WRITTEN PROBLEM. Give the data again exactly as written, skipping any pictures.

RECORDS PROVIDED.

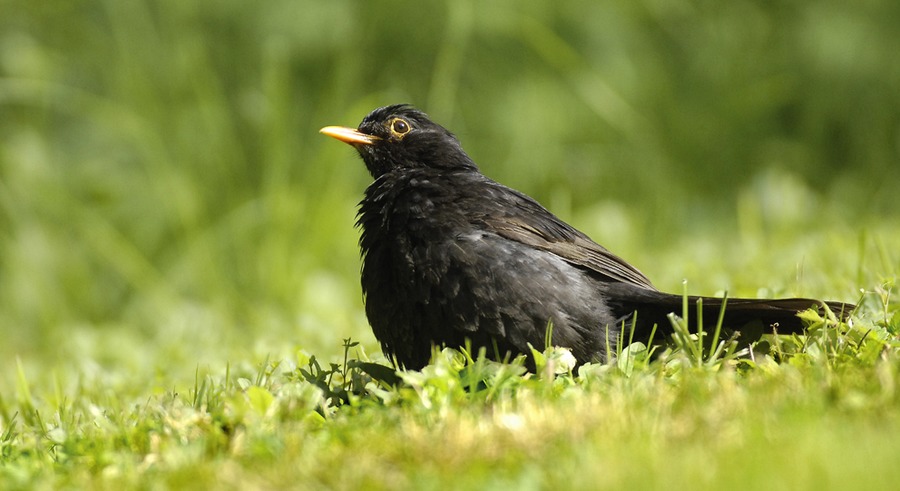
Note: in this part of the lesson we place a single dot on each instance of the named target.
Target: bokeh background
(165, 198)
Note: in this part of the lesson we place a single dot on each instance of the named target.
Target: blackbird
(450, 256)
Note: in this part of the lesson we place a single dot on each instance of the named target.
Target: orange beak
(349, 135)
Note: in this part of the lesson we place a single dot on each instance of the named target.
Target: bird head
(400, 138)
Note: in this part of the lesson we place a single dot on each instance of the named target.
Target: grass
(178, 265)
(825, 415)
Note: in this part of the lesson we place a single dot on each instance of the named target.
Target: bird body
(451, 256)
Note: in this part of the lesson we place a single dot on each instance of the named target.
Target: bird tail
(771, 315)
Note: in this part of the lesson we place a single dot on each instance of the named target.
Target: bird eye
(399, 127)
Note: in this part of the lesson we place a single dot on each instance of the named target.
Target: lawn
(179, 293)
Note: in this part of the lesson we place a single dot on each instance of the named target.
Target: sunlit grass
(177, 241)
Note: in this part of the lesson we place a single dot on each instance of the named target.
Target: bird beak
(349, 135)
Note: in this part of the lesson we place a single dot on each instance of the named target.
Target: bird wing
(528, 222)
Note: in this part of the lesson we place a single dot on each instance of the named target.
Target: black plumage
(450, 255)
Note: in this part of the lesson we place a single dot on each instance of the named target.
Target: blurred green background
(165, 197)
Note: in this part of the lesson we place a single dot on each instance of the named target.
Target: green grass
(177, 242)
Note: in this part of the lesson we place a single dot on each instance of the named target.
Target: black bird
(449, 255)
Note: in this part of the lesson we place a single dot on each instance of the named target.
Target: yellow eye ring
(399, 127)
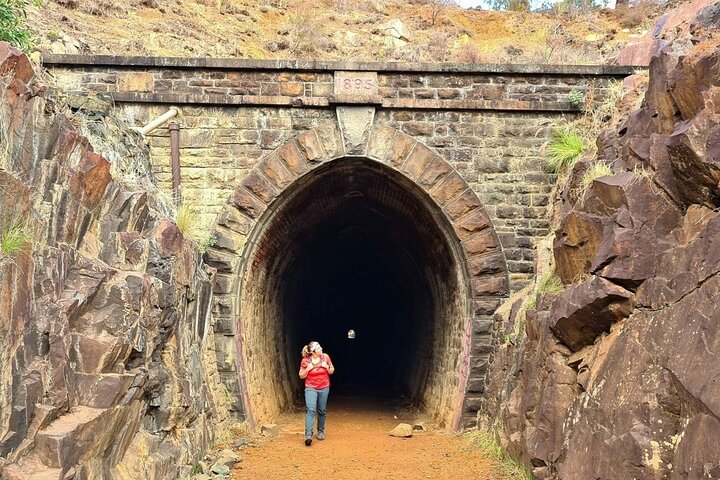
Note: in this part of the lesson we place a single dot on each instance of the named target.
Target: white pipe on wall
(158, 121)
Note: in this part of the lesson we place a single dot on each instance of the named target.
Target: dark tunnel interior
(357, 247)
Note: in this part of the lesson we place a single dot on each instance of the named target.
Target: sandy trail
(358, 447)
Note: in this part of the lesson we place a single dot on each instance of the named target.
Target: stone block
(276, 171)
(226, 353)
(311, 147)
(291, 155)
(136, 82)
(465, 203)
(476, 221)
(490, 285)
(224, 284)
(226, 239)
(260, 186)
(247, 203)
(331, 140)
(484, 264)
(235, 221)
(223, 261)
(435, 171)
(291, 89)
(380, 141)
(486, 306)
(225, 325)
(417, 161)
(476, 385)
(448, 188)
(401, 146)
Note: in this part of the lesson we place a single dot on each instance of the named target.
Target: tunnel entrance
(354, 245)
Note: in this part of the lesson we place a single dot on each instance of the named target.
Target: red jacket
(318, 378)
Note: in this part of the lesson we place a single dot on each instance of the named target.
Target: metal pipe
(175, 159)
(158, 121)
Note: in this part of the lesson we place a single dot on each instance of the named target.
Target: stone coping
(59, 60)
(319, 102)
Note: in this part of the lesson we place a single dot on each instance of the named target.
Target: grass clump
(596, 170)
(548, 283)
(563, 150)
(508, 469)
(13, 24)
(14, 236)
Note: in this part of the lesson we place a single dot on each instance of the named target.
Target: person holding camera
(315, 368)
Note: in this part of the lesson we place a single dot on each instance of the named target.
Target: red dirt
(359, 447)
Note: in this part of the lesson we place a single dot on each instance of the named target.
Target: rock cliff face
(106, 365)
(616, 376)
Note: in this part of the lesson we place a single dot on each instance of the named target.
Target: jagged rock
(402, 430)
(634, 395)
(582, 312)
(576, 243)
(220, 469)
(228, 457)
(270, 430)
(102, 346)
(240, 442)
(642, 220)
(689, 265)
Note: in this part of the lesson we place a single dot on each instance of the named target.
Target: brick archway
(247, 233)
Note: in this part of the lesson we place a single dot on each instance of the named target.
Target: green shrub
(596, 170)
(13, 24)
(577, 99)
(14, 235)
(507, 468)
(564, 149)
(550, 282)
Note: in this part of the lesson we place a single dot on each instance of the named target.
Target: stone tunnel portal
(355, 245)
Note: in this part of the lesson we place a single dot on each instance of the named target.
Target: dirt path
(358, 447)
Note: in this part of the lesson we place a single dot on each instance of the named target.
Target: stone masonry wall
(490, 122)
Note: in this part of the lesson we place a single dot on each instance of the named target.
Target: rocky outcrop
(615, 376)
(107, 364)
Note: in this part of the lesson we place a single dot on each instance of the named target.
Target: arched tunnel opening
(355, 246)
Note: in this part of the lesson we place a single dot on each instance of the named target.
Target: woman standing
(316, 368)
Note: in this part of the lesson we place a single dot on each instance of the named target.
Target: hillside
(383, 30)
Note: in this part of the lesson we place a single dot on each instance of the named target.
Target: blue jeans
(315, 401)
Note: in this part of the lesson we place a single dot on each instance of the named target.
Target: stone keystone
(355, 124)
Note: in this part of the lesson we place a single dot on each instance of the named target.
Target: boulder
(402, 430)
(582, 312)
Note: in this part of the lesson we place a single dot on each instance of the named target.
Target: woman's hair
(307, 349)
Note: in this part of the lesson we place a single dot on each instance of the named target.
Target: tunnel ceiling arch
(338, 209)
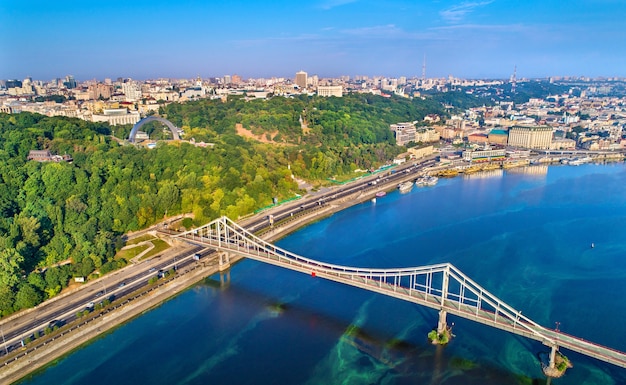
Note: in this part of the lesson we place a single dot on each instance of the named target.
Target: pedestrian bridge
(442, 287)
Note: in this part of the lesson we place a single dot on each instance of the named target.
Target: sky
(144, 39)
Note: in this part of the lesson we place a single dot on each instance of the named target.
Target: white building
(117, 116)
(404, 133)
(539, 137)
(330, 91)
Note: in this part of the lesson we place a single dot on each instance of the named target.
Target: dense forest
(65, 219)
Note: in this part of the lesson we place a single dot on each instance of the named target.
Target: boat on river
(405, 187)
(427, 180)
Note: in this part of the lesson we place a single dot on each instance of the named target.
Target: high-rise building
(69, 83)
(301, 78)
(530, 137)
(336, 91)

CORRECT ANSWER.
Note: in this part of the lesson we place a single dot on each instance of the named target.
Target: bokeh background
(165, 198)
Note: in this part of the lesson we place a single dot on each instance of the named target.
Target: blackbird
(450, 256)
Note: in this part of the lesson we place a single dot on each instance of the named target.
Target: orange beak
(349, 135)
Note: in this part of the lesson we place a single dot on each instance of the named target.
Target: bird head
(400, 138)
Note: in this part of the lesson we place a single dot on each instance of the named target.
Target: grass
(178, 265)
(825, 415)
Note: in this part of the lesson we place a single dot on each instance of the named target.
Target: bird body
(451, 256)
Note: in this part of the lesson we place a single dot on each instance of the named target.
Target: bird tail
(771, 315)
Note: in this part of the lesson we place a single dot on each instance of the named target.
Target: bird eye
(399, 127)
Note: in this part of the lesson we place a single dot on each instance of the named target.
Target: lawn
(179, 293)
Note: in this part of the lesson we place a single dot on each instance of the named target.
Target: sunlit grass
(177, 241)
Note: in this part of the lesson we place a single dot on each instance of the named target.
Target: bird beak
(349, 135)
Note: in this part of the lesson we place a single dot on each instance of the named target.
Target: bird wing
(528, 222)
Note: in this part of the lesson we place a single dot on each instance of the named target.
Target: black plumage
(450, 255)
Note: in this part of the lesson we place a single dot on each instance of the named target.
Target: blurred green background
(165, 197)
Note: in this part of the lesson we place a single dot on each instance of the named target.
Target: green grass
(177, 242)
Note: in this part of the lesson we place a single dot on each instance of the named target.
Target: black bird
(449, 255)
Note: in this part of the lesson we place a single dot on each instance of the named target.
Target: yellow eye ring
(399, 127)
Note: in this part of the lesson we place a single dot on each instance of the named target.
Target: white pipe on wall
(158, 121)
Note: in this part of the lesson we place a single dot on each instance of the named target.
Target: dark tunnel interior
(357, 247)
Note: in this part of the lesson we place a single dot on each instance of the named target.
Target: sandy trail
(358, 447)
Note: in this part of the lesson we place a single dot on each instance of the named target.
Target: stone block
(276, 171)
(226, 353)
(311, 147)
(291, 155)
(136, 82)
(465, 203)
(476, 221)
(490, 285)
(224, 284)
(226, 239)
(260, 186)
(247, 203)
(331, 140)
(484, 264)
(235, 221)
(223, 261)
(435, 171)
(291, 89)
(380, 141)
(486, 306)
(225, 325)
(417, 161)
(476, 385)
(448, 188)
(401, 146)
Note: in this part of the lesson we place a single dot on each instance of the named target.
Target: tunnel entrance
(354, 245)
Note: in this part of the lesson we place a single dot on each instance of the named target.
Target: red jacket
(318, 378)
Note: in this part of the lesson we place a single dot on each instance of the named target.
Target: metal pipe
(175, 159)
(158, 121)
Note: in this part of the lesson we place a single dot on each instance of the named target.
Target: stone coping
(59, 60)
(319, 102)
Note: in this part of the lesson we place a single dot on each instance of the named target.
Target: grass clump
(596, 170)
(548, 283)
(563, 150)
(508, 469)
(13, 24)
(14, 236)
Note: in this part of the lesson we place a single dot on each instance of the named target.
Target: person holding camera
(315, 368)
Note: in this part of the lesson we place a single dot on each instance of the named target.
Target: red dirt
(359, 447)
Note: in this part of the lesson we place a single dot on each instance of the named target.
Target: rock cliff face
(106, 365)
(616, 376)
Note: in this part of the lesson we place a single dot on each instance of the named target.
Target: jagged rock
(402, 430)
(634, 395)
(582, 312)
(576, 243)
(220, 469)
(228, 457)
(270, 430)
(102, 346)
(240, 442)
(642, 220)
(689, 265)
Note: in this part of the lesson we place a single dot on each instance of the named target.
Target: brick archway
(247, 233)
Note: in this part of the lesson we place a single dot on each instance of the named target.
Target: green shrub
(596, 170)
(13, 24)
(577, 99)
(14, 235)
(507, 468)
(564, 149)
(550, 282)
Note: in this part of the lesson we place a single dot on each instance of the named target.
Target: stone tunnel portal
(355, 245)
Note: in this part of the lesson we place a single dot on each instance of the named target.
Target: dirt path
(358, 447)
Note: in this part of the lesson we place a single dot on each instance of the named target.
Target: stone masonry wall
(490, 122)
Note: in this part of the lesson we place a single dot on each instance of the named target.
Target: rocky outcrop
(615, 376)
(107, 364)
Note: in this part of the lesson we place a single dot on each instance of the named target.
Target: arched tunnel opening
(355, 246)
Note: in this part of the lesson we place a single dot on each instance of the named target.
Target: woman standing
(316, 368)
Note: in this part of the lesson we place a single dot on each instance of the named target.
Target: hillside
(383, 30)
Note: in this part of the lesson we place a single dot on each instance of the named target.
Target: blue jeans
(315, 401)
Note: in this part of the lesson we place a single dot on each instance of the named target.
Target: stone keystone
(355, 124)
Note: in this part of the lesson we place a single dot on each instance of the named target.
Target: boulder
(402, 430)
(582, 312)
Note: in this part of the lesson we place a single dot on each instance of the named target.
Target: woman's hair
(307, 349)
Note: in this part of the lesson we place a single dot on each instance of the named target.
Target: tunnel ceiling arch
(338, 209)
Note: in this part of the lesson we place a single dot on each instance of the named target.
Target: pedestrian bridge
(442, 287)
Note: in this part of the lesson we place a single dot on each instance of the named target.
Target: sky
(144, 39)
Note: in this part of the lesson we place a single dot on each instance of the named target.
Target: white building
(117, 116)
(404, 133)
(539, 137)
(330, 91)
Note: in this part of the lesson we place a single dot on each instance of the named target.
Target: dense forest
(65, 219)
Note: in this part of the lesson we place a single dot on each instance of the named target.
Target: boat on river
(405, 187)
(427, 180)
Note: in this part of the lesson we place a single dot on each instance of the named target.
Target: high-rise building
(69, 83)
(301, 78)
(530, 137)
(336, 91)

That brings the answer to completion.